TEXT TO READ
Harness Your Conference Data To Produce Big Insights


Appeasing conference stakeholders has become more complex and difficult in today’s fast changing business climate.

Maintaining and growing share of wallet, attention and loyalty requires intentionality. To out maneuver the conference competition, we have to be nimble, decisive and in constant beta mode.

To compete today requires identifying, selling and leading change. This is a difficult skillset to master. Those meeting professionals that are adept at this core competency will discover huge career dividends.

Big Insights Not Big Data

Change doesn’t happen fast in most organizations.

Leadership is often slow to react without data to support change initiatives. Some leaders are obsessed with big data. Don’t fall into that trap.

It’s not big data that’s important. It’s the insight from that data. And it doesn’t have to be large amounts of data to uncover big insights.

Analyzing your data should lead to big insights that answer big questions that lead to big action.

Four Big Questions For Competitive Intelligence

One big data/insight point that gets the attention of leaders is competitive intelligence.

Studying the business models of other conference products can help support your questions, insights and recommendations. Transparency of information in the association world has dramatically improved. In nearly all cases, you should be able to find these data points easily. These metrics are also helpful for internal benchmarking improvements from year to year.

Records from a data source
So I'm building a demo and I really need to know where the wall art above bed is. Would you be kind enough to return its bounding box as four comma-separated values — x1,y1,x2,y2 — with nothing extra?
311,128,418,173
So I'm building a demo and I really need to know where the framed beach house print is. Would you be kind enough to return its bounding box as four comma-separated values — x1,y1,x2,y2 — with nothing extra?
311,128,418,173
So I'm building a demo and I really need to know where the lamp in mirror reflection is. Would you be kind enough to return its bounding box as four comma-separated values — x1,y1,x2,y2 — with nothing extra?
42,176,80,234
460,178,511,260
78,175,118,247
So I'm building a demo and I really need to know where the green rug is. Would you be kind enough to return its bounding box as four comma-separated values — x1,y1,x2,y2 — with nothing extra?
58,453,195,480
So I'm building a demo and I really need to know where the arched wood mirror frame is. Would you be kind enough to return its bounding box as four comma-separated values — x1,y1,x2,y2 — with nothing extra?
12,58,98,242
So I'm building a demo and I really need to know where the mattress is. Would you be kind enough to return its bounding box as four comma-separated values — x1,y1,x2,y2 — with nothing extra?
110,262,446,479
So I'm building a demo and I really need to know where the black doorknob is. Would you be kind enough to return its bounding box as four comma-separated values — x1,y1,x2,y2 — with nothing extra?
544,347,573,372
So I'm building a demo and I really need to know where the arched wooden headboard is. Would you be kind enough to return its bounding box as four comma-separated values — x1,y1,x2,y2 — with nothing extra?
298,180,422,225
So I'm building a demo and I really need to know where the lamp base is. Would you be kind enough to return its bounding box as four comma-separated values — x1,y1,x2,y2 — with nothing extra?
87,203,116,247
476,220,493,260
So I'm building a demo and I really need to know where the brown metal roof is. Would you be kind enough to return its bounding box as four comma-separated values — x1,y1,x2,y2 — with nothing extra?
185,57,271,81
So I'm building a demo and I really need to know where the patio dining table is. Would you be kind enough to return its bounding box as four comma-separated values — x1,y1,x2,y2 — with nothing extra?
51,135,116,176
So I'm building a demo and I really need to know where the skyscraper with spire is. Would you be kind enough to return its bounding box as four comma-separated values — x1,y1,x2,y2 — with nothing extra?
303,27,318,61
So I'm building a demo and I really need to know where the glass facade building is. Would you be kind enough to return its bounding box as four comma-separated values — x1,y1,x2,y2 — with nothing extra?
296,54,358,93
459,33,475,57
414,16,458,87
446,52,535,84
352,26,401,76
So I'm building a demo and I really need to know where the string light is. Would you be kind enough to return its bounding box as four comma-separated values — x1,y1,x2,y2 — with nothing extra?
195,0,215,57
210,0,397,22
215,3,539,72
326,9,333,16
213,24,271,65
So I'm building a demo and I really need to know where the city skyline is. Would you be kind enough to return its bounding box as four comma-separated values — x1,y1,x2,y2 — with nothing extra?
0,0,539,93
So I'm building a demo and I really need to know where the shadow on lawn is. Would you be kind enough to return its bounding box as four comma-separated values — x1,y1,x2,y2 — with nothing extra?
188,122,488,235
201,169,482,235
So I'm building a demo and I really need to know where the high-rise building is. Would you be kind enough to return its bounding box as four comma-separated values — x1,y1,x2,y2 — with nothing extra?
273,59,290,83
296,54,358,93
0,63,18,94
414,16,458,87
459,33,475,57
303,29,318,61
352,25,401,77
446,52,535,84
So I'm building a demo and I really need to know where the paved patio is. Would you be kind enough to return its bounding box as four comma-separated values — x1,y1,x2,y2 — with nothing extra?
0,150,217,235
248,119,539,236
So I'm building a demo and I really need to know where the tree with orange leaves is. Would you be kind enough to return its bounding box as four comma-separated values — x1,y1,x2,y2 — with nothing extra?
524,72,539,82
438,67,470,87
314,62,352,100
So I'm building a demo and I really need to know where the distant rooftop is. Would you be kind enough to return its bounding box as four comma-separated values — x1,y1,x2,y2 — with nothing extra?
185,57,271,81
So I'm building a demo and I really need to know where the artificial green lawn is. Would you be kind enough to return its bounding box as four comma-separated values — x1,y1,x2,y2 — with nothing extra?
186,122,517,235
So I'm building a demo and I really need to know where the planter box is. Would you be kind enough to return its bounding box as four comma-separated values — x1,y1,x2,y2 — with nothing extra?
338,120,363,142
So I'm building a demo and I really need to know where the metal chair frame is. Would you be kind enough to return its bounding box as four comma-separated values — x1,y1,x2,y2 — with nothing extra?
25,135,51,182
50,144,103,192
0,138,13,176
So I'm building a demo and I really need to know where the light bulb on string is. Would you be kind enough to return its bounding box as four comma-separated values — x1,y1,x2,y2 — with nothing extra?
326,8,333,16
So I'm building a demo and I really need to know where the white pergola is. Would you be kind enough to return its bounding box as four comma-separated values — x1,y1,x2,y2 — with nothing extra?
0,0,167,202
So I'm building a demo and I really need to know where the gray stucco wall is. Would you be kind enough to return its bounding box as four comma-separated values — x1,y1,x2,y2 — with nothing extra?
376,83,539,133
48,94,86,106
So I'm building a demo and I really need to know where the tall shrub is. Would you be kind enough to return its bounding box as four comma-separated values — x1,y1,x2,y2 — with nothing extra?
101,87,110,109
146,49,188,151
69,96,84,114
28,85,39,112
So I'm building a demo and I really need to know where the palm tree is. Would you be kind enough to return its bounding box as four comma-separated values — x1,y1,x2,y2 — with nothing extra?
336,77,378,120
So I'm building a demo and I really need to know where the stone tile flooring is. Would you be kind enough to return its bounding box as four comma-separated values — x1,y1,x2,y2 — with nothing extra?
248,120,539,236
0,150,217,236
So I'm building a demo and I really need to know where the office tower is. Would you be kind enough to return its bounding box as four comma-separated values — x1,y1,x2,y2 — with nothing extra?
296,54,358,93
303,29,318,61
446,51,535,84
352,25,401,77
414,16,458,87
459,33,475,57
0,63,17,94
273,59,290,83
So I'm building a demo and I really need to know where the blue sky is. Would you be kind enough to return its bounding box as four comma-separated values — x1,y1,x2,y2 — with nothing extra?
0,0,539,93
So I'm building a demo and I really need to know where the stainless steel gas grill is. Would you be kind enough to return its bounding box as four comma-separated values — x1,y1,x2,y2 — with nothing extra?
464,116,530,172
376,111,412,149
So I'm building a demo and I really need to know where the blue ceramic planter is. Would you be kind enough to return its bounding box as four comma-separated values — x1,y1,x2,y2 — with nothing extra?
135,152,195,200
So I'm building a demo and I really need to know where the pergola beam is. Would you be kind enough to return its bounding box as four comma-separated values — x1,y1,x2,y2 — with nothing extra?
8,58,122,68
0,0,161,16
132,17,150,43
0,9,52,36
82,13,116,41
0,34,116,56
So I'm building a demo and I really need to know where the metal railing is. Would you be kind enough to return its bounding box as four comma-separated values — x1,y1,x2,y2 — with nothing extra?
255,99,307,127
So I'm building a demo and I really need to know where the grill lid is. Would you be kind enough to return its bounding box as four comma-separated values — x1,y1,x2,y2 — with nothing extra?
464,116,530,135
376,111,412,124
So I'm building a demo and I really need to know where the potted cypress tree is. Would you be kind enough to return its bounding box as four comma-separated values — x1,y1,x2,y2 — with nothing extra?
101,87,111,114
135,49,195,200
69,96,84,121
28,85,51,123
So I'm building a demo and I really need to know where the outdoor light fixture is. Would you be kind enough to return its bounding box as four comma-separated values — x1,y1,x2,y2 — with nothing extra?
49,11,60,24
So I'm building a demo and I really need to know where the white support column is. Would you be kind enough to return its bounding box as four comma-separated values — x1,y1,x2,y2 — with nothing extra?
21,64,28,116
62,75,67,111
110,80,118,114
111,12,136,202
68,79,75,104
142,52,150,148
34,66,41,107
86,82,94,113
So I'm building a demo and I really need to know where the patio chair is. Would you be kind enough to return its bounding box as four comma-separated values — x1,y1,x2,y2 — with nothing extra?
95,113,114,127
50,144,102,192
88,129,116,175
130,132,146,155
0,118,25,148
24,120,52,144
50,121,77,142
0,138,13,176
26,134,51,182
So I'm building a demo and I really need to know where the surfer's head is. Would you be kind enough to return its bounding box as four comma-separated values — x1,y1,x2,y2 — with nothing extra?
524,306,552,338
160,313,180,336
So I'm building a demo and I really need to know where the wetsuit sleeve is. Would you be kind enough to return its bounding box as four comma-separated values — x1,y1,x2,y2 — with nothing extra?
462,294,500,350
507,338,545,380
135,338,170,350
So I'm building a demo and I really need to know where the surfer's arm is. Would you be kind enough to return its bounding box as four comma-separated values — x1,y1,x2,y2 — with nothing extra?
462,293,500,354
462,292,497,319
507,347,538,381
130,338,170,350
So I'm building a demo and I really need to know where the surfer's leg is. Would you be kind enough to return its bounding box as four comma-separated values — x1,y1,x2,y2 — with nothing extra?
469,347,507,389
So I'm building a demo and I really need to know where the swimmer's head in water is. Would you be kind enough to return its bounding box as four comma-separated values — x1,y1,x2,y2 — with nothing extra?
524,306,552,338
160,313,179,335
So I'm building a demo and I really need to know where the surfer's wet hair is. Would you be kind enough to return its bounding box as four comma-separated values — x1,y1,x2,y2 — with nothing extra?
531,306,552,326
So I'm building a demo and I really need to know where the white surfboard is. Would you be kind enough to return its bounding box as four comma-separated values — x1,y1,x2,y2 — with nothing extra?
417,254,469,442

PROBLEMS
• a. Set down, without alteration, the passage of the article on conference data that opens with the words containing "Harness Your Conference" and closes with "changing business climate.".
• b. According to the article on conference data, what has dramatically improved in the association world?

TASK RESULTS
• a.
Harness Your Conference Data To Produce Big Insights


Appeasing conference stakeholders has become more complex and difficult in today’s fast changing business climate.

• b. Transparency of information.